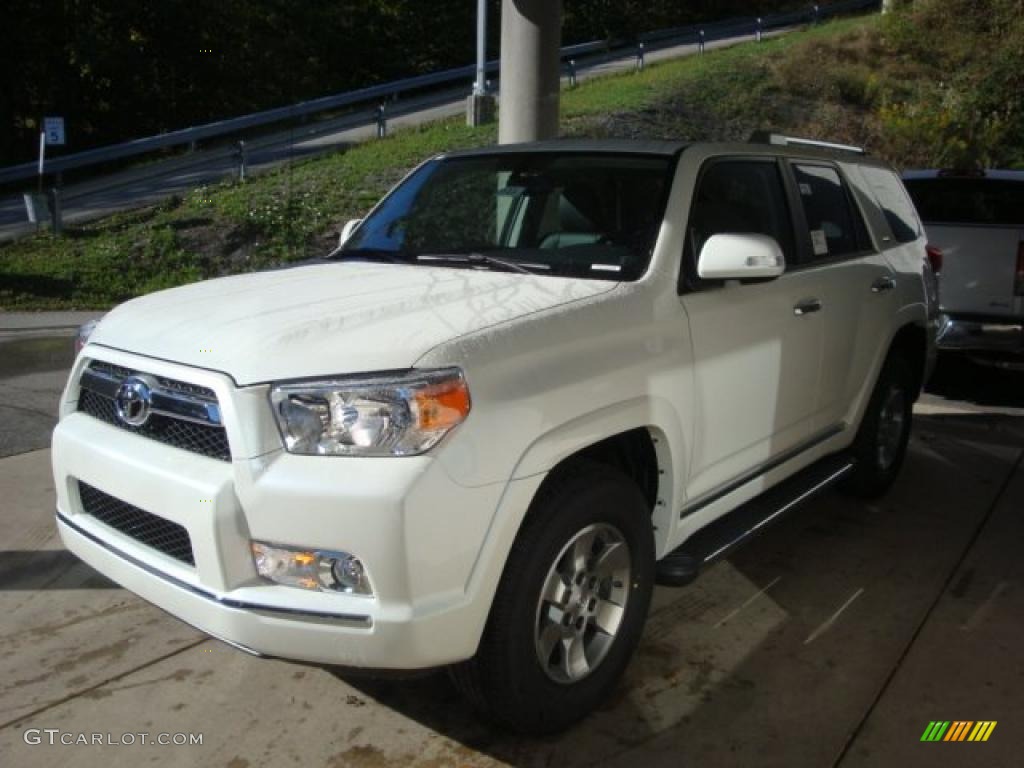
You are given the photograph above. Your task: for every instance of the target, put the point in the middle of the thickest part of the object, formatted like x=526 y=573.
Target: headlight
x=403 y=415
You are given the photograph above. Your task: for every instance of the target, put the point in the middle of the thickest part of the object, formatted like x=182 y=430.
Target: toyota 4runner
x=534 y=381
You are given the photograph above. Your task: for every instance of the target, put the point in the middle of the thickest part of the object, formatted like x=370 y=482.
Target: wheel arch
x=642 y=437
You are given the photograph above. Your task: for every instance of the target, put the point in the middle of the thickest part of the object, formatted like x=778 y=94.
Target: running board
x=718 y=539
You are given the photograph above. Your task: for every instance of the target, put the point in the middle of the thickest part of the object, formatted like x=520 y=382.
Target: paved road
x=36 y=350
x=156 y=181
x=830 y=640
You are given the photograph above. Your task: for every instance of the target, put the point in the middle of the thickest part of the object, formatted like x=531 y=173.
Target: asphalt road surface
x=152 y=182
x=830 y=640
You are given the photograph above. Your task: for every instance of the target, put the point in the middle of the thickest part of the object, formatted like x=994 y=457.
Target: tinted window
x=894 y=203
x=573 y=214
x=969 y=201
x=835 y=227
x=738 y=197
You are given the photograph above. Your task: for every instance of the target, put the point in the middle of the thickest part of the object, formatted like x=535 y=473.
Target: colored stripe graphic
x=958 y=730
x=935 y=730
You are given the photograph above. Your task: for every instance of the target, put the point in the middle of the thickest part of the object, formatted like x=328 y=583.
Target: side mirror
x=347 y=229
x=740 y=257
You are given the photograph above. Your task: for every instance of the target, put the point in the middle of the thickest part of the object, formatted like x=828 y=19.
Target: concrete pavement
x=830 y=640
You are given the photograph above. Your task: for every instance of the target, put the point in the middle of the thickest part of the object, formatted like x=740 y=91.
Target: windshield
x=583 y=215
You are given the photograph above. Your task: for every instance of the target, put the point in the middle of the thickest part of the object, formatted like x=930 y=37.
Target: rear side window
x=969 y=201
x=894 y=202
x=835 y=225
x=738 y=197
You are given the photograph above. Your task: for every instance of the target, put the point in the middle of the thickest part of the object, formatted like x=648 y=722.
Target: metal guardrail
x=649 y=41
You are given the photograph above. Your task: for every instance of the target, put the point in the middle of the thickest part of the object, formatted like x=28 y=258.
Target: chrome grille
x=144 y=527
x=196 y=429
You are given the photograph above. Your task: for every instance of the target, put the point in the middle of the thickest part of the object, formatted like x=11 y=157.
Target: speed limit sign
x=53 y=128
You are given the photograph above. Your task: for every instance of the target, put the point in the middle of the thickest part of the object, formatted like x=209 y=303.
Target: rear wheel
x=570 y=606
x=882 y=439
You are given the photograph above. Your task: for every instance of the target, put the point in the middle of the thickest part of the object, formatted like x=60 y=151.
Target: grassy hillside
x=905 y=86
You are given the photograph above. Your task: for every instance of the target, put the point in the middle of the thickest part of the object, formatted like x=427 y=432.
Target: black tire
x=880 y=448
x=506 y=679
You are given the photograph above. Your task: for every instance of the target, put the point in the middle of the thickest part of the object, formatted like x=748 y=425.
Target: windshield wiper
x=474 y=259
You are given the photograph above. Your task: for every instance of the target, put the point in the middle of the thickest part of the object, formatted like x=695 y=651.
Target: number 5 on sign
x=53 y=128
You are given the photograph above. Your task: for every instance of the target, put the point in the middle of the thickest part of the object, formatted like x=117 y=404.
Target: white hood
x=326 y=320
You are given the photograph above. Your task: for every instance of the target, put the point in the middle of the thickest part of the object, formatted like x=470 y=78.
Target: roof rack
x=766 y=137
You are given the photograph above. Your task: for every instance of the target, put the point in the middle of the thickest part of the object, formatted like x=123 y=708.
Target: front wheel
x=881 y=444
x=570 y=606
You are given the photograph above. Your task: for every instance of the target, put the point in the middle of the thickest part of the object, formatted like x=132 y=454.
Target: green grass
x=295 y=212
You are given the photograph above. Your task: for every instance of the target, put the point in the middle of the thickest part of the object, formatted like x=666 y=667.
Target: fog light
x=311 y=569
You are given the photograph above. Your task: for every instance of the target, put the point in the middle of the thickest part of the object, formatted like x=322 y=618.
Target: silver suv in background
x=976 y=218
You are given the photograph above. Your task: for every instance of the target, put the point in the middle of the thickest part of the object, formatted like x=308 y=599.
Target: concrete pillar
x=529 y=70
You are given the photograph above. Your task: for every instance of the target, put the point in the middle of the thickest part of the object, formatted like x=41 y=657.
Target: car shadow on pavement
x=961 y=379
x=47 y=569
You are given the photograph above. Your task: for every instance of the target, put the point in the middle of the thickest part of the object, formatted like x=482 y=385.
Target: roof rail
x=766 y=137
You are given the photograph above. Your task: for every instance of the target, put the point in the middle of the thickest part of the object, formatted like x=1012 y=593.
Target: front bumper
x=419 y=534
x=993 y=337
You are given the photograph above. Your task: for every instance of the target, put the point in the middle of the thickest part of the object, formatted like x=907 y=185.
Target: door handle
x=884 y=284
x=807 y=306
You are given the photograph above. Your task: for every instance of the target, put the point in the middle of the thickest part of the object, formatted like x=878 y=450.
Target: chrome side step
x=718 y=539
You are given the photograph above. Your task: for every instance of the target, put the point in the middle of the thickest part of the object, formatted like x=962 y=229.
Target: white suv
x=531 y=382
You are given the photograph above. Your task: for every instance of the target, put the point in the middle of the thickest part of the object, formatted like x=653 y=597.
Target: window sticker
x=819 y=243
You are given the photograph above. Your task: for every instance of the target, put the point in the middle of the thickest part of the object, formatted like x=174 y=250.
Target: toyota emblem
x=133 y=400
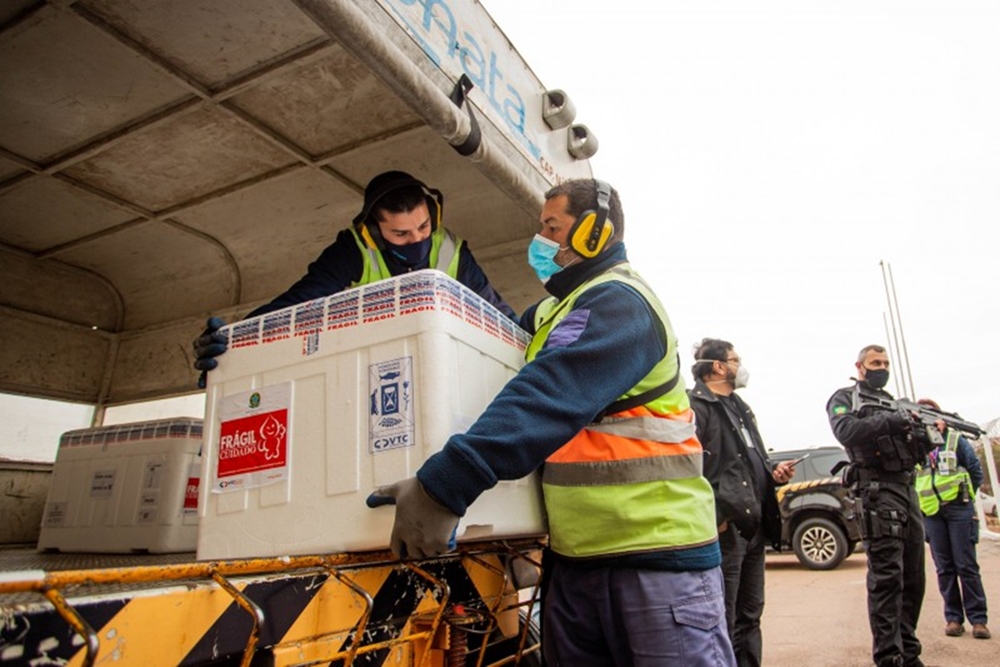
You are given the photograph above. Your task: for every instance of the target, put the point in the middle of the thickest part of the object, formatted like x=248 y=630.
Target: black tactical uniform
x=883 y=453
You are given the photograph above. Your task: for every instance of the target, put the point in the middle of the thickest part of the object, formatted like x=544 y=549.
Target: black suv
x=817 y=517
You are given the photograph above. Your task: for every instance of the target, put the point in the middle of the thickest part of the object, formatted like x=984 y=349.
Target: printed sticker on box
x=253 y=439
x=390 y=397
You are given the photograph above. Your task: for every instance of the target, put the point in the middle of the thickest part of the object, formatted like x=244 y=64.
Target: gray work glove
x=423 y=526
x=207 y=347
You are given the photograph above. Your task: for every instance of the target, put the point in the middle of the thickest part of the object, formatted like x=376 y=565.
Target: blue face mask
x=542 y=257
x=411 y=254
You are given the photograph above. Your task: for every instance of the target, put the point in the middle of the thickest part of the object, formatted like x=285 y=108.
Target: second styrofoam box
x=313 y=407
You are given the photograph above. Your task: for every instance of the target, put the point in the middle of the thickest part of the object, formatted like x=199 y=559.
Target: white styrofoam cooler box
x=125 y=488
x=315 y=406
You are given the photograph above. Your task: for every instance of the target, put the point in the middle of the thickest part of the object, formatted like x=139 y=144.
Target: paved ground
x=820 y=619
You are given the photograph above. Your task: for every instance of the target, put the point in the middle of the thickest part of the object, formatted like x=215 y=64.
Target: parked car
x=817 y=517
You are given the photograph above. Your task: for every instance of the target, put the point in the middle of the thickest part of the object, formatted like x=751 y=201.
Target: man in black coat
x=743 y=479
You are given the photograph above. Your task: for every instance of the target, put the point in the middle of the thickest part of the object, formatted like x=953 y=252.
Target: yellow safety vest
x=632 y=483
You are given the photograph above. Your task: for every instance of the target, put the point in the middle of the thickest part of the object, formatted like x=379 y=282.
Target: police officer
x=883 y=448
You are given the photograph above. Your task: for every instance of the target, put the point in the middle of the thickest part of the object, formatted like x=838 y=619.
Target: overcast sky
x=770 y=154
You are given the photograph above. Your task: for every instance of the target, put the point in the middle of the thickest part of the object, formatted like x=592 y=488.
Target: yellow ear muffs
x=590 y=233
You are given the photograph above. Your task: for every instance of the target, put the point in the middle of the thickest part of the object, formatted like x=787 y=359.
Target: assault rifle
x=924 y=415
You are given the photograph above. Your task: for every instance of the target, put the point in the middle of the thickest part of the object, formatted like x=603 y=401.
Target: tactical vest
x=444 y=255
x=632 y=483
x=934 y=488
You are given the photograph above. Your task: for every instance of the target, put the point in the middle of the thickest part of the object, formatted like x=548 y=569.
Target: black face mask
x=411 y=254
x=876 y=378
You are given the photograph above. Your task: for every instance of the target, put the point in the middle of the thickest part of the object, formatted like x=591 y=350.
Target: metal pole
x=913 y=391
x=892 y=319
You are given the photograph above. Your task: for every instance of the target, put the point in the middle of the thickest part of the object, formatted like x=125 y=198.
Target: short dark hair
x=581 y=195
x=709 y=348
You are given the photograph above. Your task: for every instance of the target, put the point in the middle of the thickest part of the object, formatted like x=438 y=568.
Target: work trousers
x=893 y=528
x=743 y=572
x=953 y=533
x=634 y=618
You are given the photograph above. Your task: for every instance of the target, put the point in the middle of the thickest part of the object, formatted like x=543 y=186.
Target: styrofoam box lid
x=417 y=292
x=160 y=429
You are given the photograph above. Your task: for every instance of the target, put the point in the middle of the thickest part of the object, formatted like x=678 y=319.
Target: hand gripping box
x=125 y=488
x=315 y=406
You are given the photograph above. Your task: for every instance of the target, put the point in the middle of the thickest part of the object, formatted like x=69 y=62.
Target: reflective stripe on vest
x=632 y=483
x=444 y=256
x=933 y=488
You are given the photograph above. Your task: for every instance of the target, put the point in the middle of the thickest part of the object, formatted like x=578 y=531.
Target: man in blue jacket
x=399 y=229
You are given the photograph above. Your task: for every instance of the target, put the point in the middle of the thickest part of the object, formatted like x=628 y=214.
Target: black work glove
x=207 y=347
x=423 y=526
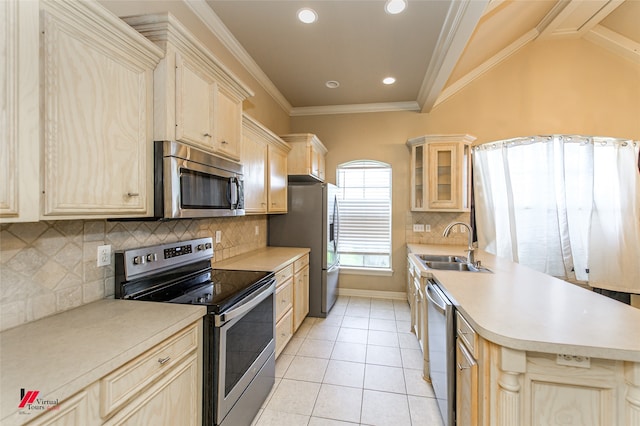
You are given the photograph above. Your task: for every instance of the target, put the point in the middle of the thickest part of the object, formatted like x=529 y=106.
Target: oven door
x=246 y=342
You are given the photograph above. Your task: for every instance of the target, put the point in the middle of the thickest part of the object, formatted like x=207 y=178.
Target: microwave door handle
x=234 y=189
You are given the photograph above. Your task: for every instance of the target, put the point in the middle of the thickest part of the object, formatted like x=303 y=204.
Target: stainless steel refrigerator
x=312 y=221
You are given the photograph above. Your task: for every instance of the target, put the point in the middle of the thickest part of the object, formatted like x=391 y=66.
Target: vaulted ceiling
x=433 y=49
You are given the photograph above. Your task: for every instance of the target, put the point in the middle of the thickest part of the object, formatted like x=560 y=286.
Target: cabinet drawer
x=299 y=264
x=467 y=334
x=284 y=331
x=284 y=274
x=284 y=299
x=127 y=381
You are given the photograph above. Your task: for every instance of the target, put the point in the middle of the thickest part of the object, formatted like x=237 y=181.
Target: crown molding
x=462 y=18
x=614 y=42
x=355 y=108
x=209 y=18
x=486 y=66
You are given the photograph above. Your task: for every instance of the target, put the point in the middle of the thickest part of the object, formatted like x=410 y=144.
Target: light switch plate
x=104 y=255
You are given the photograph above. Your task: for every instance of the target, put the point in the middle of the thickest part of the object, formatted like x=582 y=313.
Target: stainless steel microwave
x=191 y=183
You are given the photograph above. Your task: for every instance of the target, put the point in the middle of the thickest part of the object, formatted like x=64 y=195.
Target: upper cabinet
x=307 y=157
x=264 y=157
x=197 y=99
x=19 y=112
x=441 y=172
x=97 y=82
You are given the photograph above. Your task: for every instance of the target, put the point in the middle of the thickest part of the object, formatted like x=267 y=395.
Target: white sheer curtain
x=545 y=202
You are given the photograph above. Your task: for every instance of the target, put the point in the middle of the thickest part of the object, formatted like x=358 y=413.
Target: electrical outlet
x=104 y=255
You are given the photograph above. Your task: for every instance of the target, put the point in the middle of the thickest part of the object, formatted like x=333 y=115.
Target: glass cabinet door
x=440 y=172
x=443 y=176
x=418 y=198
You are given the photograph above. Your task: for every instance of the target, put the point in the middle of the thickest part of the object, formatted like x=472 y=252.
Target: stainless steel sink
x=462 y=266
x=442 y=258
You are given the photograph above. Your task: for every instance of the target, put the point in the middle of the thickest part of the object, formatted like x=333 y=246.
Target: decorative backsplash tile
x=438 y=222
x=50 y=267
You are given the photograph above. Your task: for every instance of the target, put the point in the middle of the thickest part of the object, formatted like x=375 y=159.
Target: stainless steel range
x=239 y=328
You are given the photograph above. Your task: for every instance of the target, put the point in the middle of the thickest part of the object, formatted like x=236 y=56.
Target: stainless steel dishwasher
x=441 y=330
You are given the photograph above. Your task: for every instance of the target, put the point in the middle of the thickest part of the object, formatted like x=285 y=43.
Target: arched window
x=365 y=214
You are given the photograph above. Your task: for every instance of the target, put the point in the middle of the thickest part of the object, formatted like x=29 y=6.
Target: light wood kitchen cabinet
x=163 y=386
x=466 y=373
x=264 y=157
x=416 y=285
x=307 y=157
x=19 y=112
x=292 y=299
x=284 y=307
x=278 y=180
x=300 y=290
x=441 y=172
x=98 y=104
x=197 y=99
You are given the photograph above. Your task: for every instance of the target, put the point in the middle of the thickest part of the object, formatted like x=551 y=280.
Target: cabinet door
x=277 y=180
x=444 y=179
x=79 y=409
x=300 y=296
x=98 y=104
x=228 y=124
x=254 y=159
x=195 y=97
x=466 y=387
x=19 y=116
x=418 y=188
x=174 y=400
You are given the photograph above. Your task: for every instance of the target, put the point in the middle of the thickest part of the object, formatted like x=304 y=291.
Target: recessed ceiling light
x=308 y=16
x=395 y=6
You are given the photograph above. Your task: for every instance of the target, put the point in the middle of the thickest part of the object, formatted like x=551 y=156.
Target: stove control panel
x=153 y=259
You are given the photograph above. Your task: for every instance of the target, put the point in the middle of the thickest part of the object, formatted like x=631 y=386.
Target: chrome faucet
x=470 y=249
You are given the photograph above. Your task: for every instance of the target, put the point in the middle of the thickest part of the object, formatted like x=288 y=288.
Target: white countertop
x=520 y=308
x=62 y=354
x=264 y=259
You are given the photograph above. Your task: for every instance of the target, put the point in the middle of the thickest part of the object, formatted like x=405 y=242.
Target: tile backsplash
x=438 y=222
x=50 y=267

→ THE REQUEST
Reproduce verbatim the lines of the data above, starting with the line that contains "like x=953 y=252." and going on through the line that contains "x=770 y=154".

→ TASK ANSWER
You are given the photograph above. Your task: for every instance of the target, put the point in the middle of the thickest part of the object, formatted like x=953 y=252.
Target: yellow safety vest
x=632 y=483
You are given the photograph above. Your task: for every instance of the target, put the point in the middle of the thickest part of the object, formatted like x=379 y=282.
Target: police officer
x=883 y=448
You are given the photograph above. Your task: for every instance of the target, put the point in the middle of the thickest part of the object, formatted like x=838 y=619.
Target: overcast sky
x=770 y=154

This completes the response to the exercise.